### TASK ITEM
Return every line of the data that contains the string "water".

-- Opening Marker --

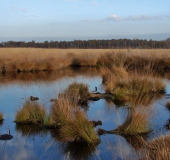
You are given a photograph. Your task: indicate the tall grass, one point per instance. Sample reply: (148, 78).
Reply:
(137, 88)
(79, 129)
(73, 122)
(31, 112)
(157, 149)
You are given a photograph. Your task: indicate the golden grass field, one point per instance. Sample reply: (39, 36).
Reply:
(32, 59)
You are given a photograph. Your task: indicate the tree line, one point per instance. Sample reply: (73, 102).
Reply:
(91, 44)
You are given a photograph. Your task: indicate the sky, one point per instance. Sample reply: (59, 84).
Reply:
(40, 20)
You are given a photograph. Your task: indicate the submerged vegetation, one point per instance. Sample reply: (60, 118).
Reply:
(65, 115)
(128, 76)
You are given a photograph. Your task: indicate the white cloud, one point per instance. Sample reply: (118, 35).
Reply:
(116, 18)
(147, 18)
(17, 9)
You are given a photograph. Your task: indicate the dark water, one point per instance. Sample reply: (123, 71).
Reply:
(35, 143)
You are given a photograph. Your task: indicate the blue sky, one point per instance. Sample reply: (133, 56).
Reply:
(84, 19)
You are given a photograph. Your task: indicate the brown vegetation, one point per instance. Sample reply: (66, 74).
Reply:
(1, 116)
(31, 59)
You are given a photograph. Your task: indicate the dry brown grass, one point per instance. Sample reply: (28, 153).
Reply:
(1, 116)
(32, 59)
(157, 149)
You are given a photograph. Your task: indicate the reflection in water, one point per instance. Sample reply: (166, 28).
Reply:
(33, 142)
(78, 150)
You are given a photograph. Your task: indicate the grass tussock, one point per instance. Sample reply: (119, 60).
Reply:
(79, 129)
(1, 116)
(31, 112)
(77, 92)
(137, 122)
(62, 111)
(112, 76)
(73, 123)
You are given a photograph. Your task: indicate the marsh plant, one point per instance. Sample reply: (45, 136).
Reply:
(79, 129)
(134, 86)
(137, 122)
(31, 112)
(73, 122)
(157, 148)
(62, 111)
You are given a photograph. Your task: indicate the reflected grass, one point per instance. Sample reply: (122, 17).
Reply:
(158, 148)
(31, 112)
(137, 122)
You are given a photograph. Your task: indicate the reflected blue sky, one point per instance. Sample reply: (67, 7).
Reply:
(43, 146)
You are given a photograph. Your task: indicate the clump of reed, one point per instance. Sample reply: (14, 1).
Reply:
(48, 121)
(1, 116)
(62, 111)
(73, 122)
(31, 112)
(85, 59)
(112, 75)
(126, 89)
(156, 149)
(137, 122)
(112, 58)
(79, 129)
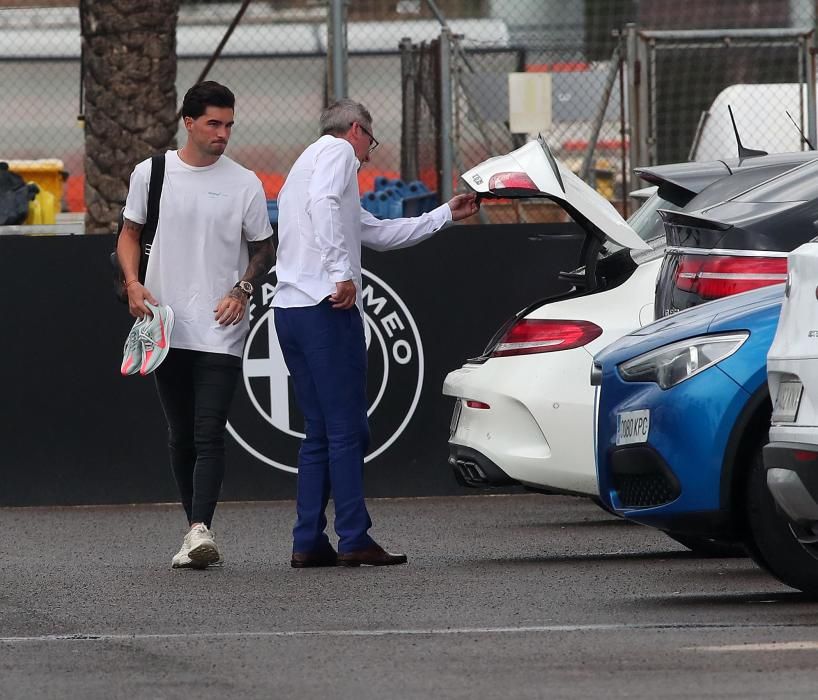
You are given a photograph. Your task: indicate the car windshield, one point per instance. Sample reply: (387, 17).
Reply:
(646, 220)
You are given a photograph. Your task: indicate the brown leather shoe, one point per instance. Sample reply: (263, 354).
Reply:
(306, 560)
(374, 555)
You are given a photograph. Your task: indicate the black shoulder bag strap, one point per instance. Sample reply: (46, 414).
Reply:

-- Closing Marker --

### ANSWER TO THE EXERCISE
You are given a photograph. Your task: indicate the dark water, one point per instance. Sample reply: (123, 71).
You are given a photograph. Your task: indicate the reflection in water, one point per instance. Sample reply: (166, 28).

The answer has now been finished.